What this task involves » Repeat, exactly as they appear, the lines from the one with "Microscopy analysis: the researcher is looking for unmanned" through the last line of the entries below, but none of the pictures.

Source data »
- Opening Delimiter -

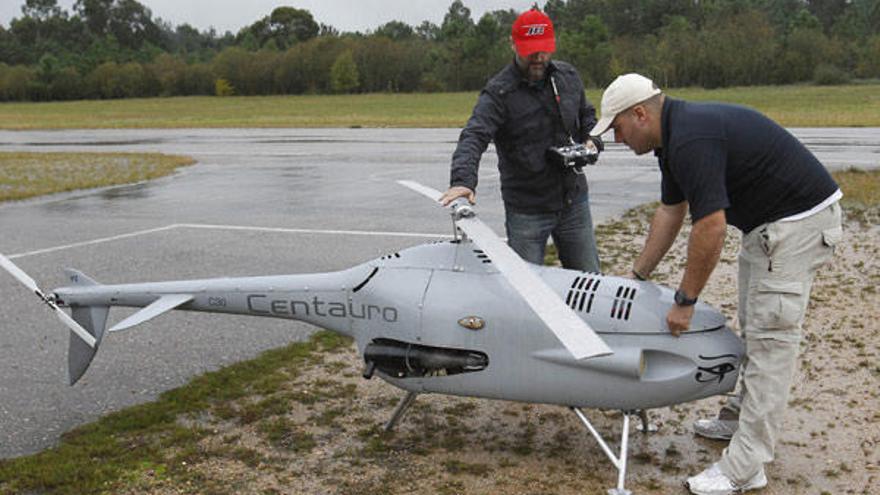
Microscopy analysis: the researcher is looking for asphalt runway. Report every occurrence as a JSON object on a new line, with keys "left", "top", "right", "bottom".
{"left": 0, "top": 127, "right": 877, "bottom": 458}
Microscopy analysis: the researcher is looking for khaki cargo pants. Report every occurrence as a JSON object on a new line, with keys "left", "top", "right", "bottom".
{"left": 718, "top": 202, "right": 843, "bottom": 484}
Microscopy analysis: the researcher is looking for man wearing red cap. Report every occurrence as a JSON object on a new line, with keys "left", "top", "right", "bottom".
{"left": 440, "top": 8, "right": 603, "bottom": 272}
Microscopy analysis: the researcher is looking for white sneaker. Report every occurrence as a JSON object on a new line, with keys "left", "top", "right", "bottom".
{"left": 686, "top": 463, "right": 768, "bottom": 495}
{"left": 693, "top": 418, "right": 739, "bottom": 440}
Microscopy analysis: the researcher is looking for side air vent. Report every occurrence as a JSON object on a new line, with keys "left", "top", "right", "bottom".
{"left": 610, "top": 285, "right": 638, "bottom": 320}
{"left": 379, "top": 252, "right": 401, "bottom": 260}
{"left": 473, "top": 249, "right": 492, "bottom": 264}
{"left": 565, "top": 276, "right": 600, "bottom": 314}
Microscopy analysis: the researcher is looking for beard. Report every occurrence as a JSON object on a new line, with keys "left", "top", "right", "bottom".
{"left": 527, "top": 61, "right": 547, "bottom": 81}
{"left": 515, "top": 54, "right": 550, "bottom": 82}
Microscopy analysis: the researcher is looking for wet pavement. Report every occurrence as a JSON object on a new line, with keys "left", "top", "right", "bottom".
{"left": 0, "top": 127, "right": 878, "bottom": 458}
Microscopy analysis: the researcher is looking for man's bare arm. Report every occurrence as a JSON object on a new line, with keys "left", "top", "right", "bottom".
{"left": 666, "top": 209, "right": 727, "bottom": 335}
{"left": 679, "top": 209, "right": 727, "bottom": 300}
{"left": 632, "top": 201, "right": 688, "bottom": 278}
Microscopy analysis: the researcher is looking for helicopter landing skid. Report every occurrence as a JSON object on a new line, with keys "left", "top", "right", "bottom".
{"left": 571, "top": 407, "right": 634, "bottom": 495}
{"left": 384, "top": 392, "right": 649, "bottom": 492}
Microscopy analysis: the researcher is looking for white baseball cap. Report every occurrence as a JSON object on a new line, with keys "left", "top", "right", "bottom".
{"left": 590, "top": 73, "right": 662, "bottom": 137}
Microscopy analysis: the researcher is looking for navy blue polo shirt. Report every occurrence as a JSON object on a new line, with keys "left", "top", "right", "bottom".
{"left": 657, "top": 98, "right": 838, "bottom": 233}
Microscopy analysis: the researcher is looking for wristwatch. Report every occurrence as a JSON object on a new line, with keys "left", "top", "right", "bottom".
{"left": 674, "top": 289, "right": 698, "bottom": 306}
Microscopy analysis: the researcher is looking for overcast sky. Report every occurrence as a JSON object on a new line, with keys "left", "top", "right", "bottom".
{"left": 1, "top": 1, "right": 543, "bottom": 34}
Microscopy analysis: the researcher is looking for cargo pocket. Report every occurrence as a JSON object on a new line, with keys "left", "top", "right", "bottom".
{"left": 750, "top": 280, "right": 807, "bottom": 330}
{"left": 822, "top": 225, "right": 843, "bottom": 250}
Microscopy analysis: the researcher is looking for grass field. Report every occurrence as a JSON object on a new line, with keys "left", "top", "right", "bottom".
{"left": 0, "top": 152, "right": 196, "bottom": 202}
{"left": 0, "top": 83, "right": 878, "bottom": 130}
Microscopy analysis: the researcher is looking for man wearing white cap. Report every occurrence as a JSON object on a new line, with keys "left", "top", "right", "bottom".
{"left": 590, "top": 73, "right": 843, "bottom": 495}
{"left": 440, "top": 8, "right": 603, "bottom": 272}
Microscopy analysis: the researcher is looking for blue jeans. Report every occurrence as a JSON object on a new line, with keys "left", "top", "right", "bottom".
{"left": 504, "top": 198, "right": 601, "bottom": 272}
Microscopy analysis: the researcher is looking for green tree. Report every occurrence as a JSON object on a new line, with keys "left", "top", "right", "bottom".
{"left": 655, "top": 15, "right": 700, "bottom": 86}
{"left": 856, "top": 35, "right": 880, "bottom": 77}
{"left": 275, "top": 37, "right": 349, "bottom": 94}
{"left": 608, "top": 35, "right": 658, "bottom": 81}
{"left": 50, "top": 66, "right": 85, "bottom": 99}
{"left": 239, "top": 7, "right": 319, "bottom": 49}
{"left": 439, "top": 0, "right": 474, "bottom": 41}
{"left": 777, "top": 18, "right": 829, "bottom": 83}
{"left": 697, "top": 9, "right": 778, "bottom": 87}
{"left": 415, "top": 21, "right": 440, "bottom": 40}
{"left": 181, "top": 62, "right": 214, "bottom": 95}
{"left": 375, "top": 21, "right": 415, "bottom": 41}
{"left": 436, "top": 0, "right": 477, "bottom": 91}
{"left": 558, "top": 15, "right": 613, "bottom": 87}
{"left": 74, "top": 0, "right": 162, "bottom": 50}
{"left": 808, "top": 0, "right": 850, "bottom": 32}
{"left": 87, "top": 60, "right": 154, "bottom": 98}
{"left": 269, "top": 7, "right": 319, "bottom": 44}
{"left": 36, "top": 53, "right": 60, "bottom": 84}
{"left": 330, "top": 50, "right": 359, "bottom": 93}
{"left": 212, "top": 46, "right": 280, "bottom": 95}
{"left": 21, "top": 0, "right": 64, "bottom": 22}
{"left": 0, "top": 64, "right": 37, "bottom": 100}
{"left": 147, "top": 52, "right": 186, "bottom": 95}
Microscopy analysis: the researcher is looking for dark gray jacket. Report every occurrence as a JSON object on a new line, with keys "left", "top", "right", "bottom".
{"left": 450, "top": 60, "right": 600, "bottom": 213}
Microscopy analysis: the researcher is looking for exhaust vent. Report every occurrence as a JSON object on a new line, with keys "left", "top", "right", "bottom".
{"left": 610, "top": 285, "right": 638, "bottom": 320}
{"left": 565, "top": 276, "right": 600, "bottom": 314}
{"left": 473, "top": 249, "right": 492, "bottom": 264}
{"left": 362, "top": 338, "right": 489, "bottom": 379}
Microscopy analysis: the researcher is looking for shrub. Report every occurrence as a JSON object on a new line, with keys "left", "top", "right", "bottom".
{"left": 215, "top": 78, "right": 235, "bottom": 96}
{"left": 330, "top": 50, "right": 358, "bottom": 93}
{"left": 813, "top": 64, "right": 850, "bottom": 85}
{"left": 182, "top": 63, "right": 214, "bottom": 95}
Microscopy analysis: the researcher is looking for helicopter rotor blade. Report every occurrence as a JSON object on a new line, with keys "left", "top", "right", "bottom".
{"left": 0, "top": 253, "right": 97, "bottom": 348}
{"left": 396, "top": 180, "right": 443, "bottom": 202}
{"left": 396, "top": 180, "right": 612, "bottom": 359}
{"left": 454, "top": 216, "right": 611, "bottom": 359}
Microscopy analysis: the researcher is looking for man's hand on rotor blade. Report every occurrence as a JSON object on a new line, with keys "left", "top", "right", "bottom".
{"left": 440, "top": 186, "right": 476, "bottom": 206}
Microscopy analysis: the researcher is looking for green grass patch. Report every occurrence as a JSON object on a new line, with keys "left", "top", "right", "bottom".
{"left": 664, "top": 83, "right": 880, "bottom": 127}
{"left": 442, "top": 458, "right": 492, "bottom": 476}
{"left": 0, "top": 151, "right": 195, "bottom": 202}
{"left": 0, "top": 83, "right": 878, "bottom": 129}
{"left": 833, "top": 168, "right": 880, "bottom": 209}
{"left": 257, "top": 417, "right": 316, "bottom": 453}
{"left": 0, "top": 330, "right": 351, "bottom": 495}
{"left": 832, "top": 168, "right": 880, "bottom": 224}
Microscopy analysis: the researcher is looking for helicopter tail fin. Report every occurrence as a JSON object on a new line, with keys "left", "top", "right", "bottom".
{"left": 63, "top": 269, "right": 109, "bottom": 385}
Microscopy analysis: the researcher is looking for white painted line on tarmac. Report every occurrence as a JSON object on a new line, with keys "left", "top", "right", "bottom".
{"left": 7, "top": 225, "right": 179, "bottom": 259}
{"left": 8, "top": 223, "right": 453, "bottom": 259}
{"left": 176, "top": 223, "right": 452, "bottom": 239}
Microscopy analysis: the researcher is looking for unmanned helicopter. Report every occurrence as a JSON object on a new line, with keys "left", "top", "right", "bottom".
{"left": 0, "top": 180, "right": 744, "bottom": 495}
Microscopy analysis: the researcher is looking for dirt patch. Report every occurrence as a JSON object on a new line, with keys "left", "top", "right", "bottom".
{"left": 114, "top": 208, "right": 879, "bottom": 495}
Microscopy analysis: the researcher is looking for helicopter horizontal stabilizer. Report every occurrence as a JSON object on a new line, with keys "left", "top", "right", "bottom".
{"left": 396, "top": 180, "right": 612, "bottom": 360}
{"left": 109, "top": 293, "right": 194, "bottom": 332}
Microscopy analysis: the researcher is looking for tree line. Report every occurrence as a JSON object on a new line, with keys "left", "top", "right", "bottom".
{"left": 0, "top": 0, "right": 878, "bottom": 102}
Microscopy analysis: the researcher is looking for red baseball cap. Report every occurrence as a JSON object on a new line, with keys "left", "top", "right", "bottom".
{"left": 511, "top": 9, "right": 555, "bottom": 57}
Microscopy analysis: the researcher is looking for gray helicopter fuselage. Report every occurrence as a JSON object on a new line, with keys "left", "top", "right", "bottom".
{"left": 54, "top": 239, "right": 743, "bottom": 410}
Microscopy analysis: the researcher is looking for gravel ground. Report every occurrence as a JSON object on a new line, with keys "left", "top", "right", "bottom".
{"left": 105, "top": 204, "right": 879, "bottom": 495}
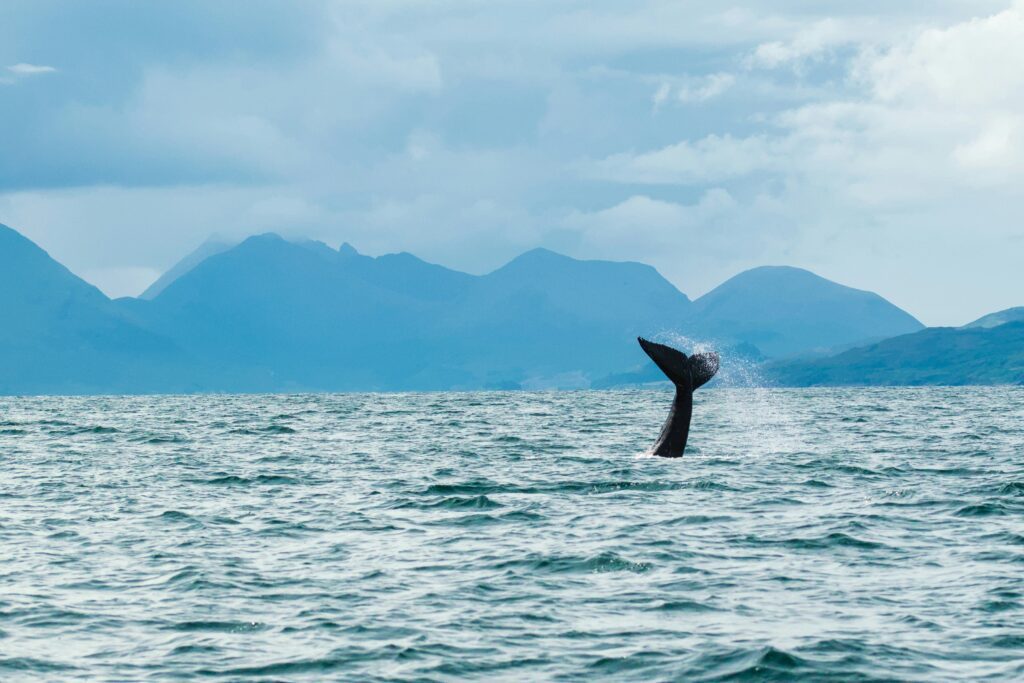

- Closing Delimiter -

Solved exercise »
Microscopy analysis: the researcher is looking for unmanned helicopter. Report every occurrence as a JSON object on a new line, with keys "left", "top", "right", "bottom".
{"left": 0, "top": 180, "right": 744, "bottom": 495}
Microscopy analysis: the researcher is looking for dirt patch. Report every occurrence as a JSON object on a new line, with keys "left", "top", "right", "bottom".
{"left": 114, "top": 208, "right": 879, "bottom": 495}
Microscopy analysis: the researcher is looking for helicopter horizontal stabilizer. Report every occurrence as a JSON object on a new line, with keys "left", "top", "right", "bottom".
{"left": 396, "top": 180, "right": 612, "bottom": 360}
{"left": 109, "top": 293, "right": 194, "bottom": 332}
Microscopy analysis: the researcher is looking for tree line. Report every occurrence as a JSON object on a new line, with keys "left", "top", "right", "bottom".
{"left": 0, "top": 0, "right": 878, "bottom": 102}
Microscopy analysis: the researcher is looking for red baseball cap. Report every occurrence as a JSON object on a new line, with keys "left", "top", "right", "bottom".
{"left": 511, "top": 9, "right": 555, "bottom": 57}
Microscopy analysis: the researcher is looking for gray helicopter fuselage. Report every occurrence as a JSON object on a new line, with keys "left", "top", "right", "bottom".
{"left": 54, "top": 239, "right": 743, "bottom": 410}
Microscopy analysis: the researcher is looking for gravel ground. Report every occurrence as a JSON object on a new line, with keys "left", "top", "right", "bottom".
{"left": 105, "top": 204, "right": 879, "bottom": 495}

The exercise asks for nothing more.